§ **SELECTED TEXT**

[Start of Attachment]

This lithographed poster map of the United States is one in a suite of anti-nuclear maps published in the late 1970s and early 80s by The War Resisters League. It embodies the fears and concerns that occupied the West during the Cold War. The poster was compiled as a thematic map meant to highlight the ubiquitousness of America’s nuclear complex by showing how pervasive the associated facilities are across the country.
At first glance, the map appears quite simplistic in its execution, with very basic coloring, virtually no toponyms (only the insets of Alaska and Hawaii are labeled), and individual states defined by nothing more than thin black lines. However, symbols indicating facilities or structures associated with the US nuclear arsenal, or its nuclear power infrastructure, abound throughout the country. While these remain unidentified on the map itself, an extended index on the verso provides each facility’s name, location, and precise function.
The locations noted on the map consist of military and civilian facilities, distinguished through color-coded symbols. Thus, while one must consult the verso of the map to identify each location precisely, the nature of each site is defined by the legend along the poster’s right fringe. Essentially, the identified locations have been subdivided into four main categories: pink symbols for facilities associated with the military, black symbols for civilian nuclear facilities, and light green symbols for miscellany like uranium mines and nuclear waste deposits. Examples of the meaning of these symbols could be pink crosses for nuclear weapons testing sites, black dots for operating nuclear power plants, and green diamonds for nuclear fuel processing facilities.
A fourth category indicated in the legend is perhaps the most frightening, both because it refers to a potential atomic apocalypse but also because, in visual terms, this is the dominant feature on the map itself. Here, pink blotches throughout the country – but naturally concentrated near large urban areas and military facilities – show how widespread nuclear targets are throughout America. The map explains it in a rather dispassionate manner: “areas subject to direct nuclear attack during a nuclear war (either blast, hit or initial radiation.”

[End of Attachment]

§ **INPUT DATA**
[Start of Attachment]

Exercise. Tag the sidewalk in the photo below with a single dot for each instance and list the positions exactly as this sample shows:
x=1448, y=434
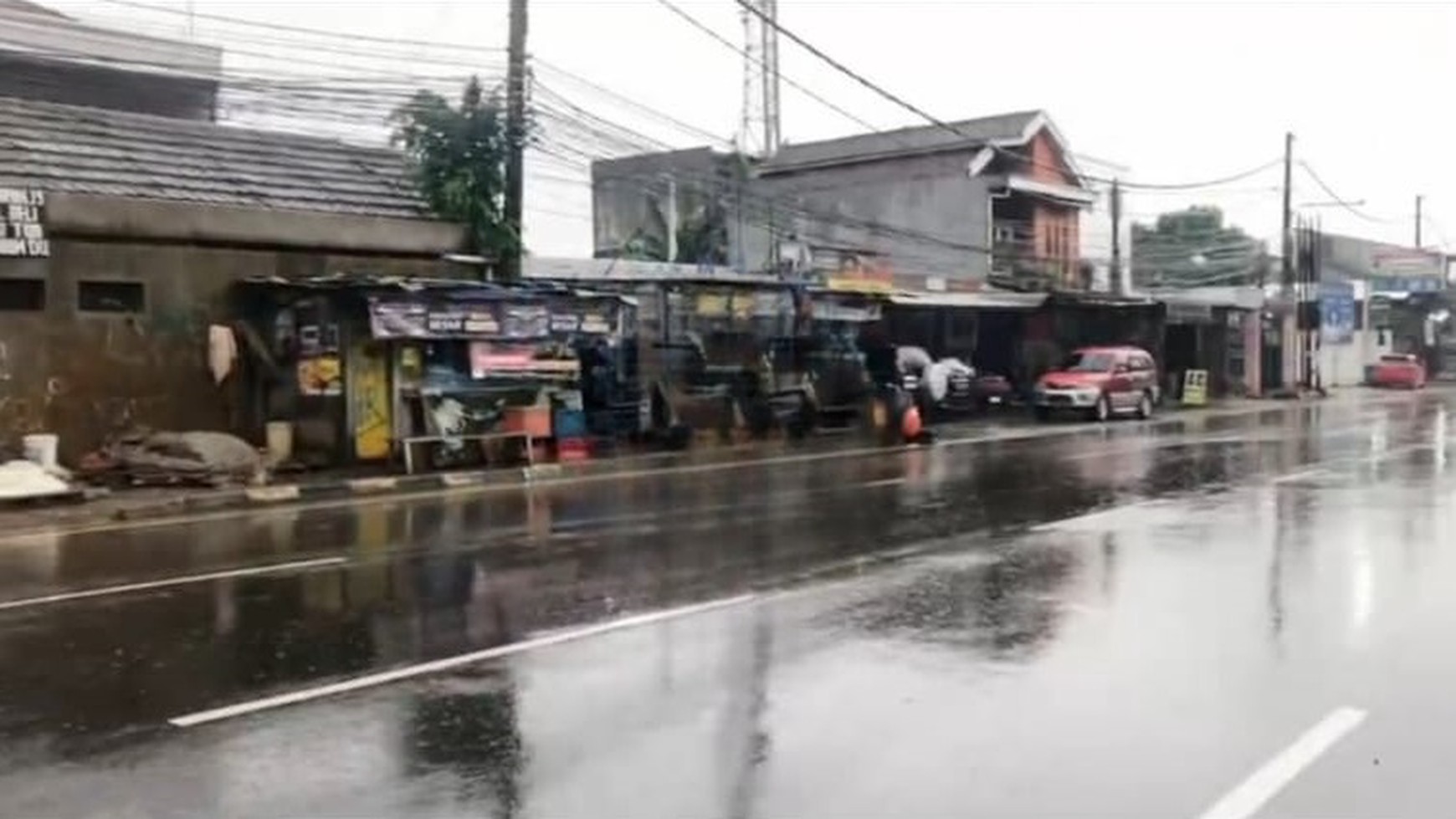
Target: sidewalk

[End of Attachment]

§ **THINGS TO DO**
A) Answer from the text about the anti-nuclear poster map:
(i) Which parts of the map carry place names?
(ii) Where are each facility's name, location, and function given?
(iii) What color are the symbols for civilian nuclear facilities?
B) Carry the text about the anti-nuclear poster map further, starting after its final sentence.

§ **ANSWER LIST**
A)
(i) Only the insets of Alaska and Hawaii.
(ii) In an extended index on the verso.
(iii) Black.

B)
Our copy of this great map constitutes the second edition as issued in 1979 (the first edition appeared in 1978). The second edition has been considerably updated from its predecessor, adding a variety of new symbols and locations and carefully retracing what areas of the country would be subject to nuclear attack if the Cold War ever warmed up. That a second and updated edition of the map came out so shortly after the first one was not only due to the addition of many new elements but was also meant as a demonstration of the rapid proliferation of nuclear facilities in America during the height of the Cold War. In very real terms, it showed just what an uncontrollable dynamic geographic exposure was. Moreover, it constituted a political critique that stressed the fuzzy distinction between military and civilian targets in a nuclear war.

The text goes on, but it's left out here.